Source extract
# Jo Stafford



## Sam Ealy Johnson Jr (Oct 22, 2021)

Jo Stafford's '64 LP "Sweet Hour of Prayer" contains a hymn, What A Friend We Have In Jesus, that I have been unable to find on compilation discs of Stafford's music. It is not on "The Old Rugged Cross". Does anyone perhaps know where to find this recorded hymn on a CD?


----------



## Manxfeeder (Oct 19, 2010)

I looked at Discogs and Bookfinder, but I only see the album on vinyl. But I did notice that particular song is on YouTube.


----------



## Sam Ealy Johnson Jr (Oct 22, 2021)

I have been listening to this very recording on you tube for days! Thank you for looking, though.


----------



## Rogerx (Apr 27, 2018)

Entries shown
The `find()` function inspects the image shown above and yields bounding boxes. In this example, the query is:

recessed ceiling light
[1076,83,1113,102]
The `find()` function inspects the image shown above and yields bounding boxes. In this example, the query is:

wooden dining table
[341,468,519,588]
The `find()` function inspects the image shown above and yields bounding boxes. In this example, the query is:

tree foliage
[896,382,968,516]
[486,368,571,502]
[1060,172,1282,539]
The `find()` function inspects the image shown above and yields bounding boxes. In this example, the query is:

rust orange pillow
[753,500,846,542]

Problem
Continue the forum thread about the Jo Stafford hymn recording from the point where it stops.

Exercise result
Sam Ealy Johnson Jr said:


> Jo Stafford's '64 LP "Sweet Hour of Prayer" contains a hymn, What A Friend We Have In Jesus, that I have been unable to find on compilation discs of Stafford's music. It is not on "The Old Rugged Cross". Does anyone perhaps know where to find this recorded hymn on a CD?


I've search the whole internet, ( well almost) the only thing I could find:

https://www.discogs.com/release/11449715-Jo-Stafford-Jo-Staffords-Sweet-Hour-Of-Prayer


----------



## Sam Ealy Johnson Jr (Oct 22, 2021)

Thank you for your diligence, Rogerx, in any case!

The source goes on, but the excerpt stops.